■ PROBLEM STATEMENT ■
Copy exactly, line for line, the part of the listing from the line containing "Point to the black" through its last line, and nothing else.

##### ENTRIES SUPPLIED #####

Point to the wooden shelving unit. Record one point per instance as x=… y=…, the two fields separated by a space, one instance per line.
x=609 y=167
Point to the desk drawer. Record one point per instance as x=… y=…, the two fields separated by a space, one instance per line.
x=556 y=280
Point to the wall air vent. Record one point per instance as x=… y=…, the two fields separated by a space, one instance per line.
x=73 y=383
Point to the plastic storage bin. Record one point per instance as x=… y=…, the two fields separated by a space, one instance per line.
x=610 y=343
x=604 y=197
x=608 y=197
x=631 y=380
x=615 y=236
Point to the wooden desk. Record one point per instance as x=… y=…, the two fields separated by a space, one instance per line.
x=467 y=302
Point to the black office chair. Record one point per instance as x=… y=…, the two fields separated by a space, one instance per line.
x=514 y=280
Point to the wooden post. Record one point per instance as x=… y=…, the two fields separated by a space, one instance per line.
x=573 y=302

#####

■ OUTPUT ■
Point to the black office chair. Record one point per instance as x=… y=…, the two fields separated by a space, one instance per line.
x=514 y=280
Point to the wooden post. Record one point per instance as x=… y=…, the two fields separated by a space, one instance per line.
x=573 y=302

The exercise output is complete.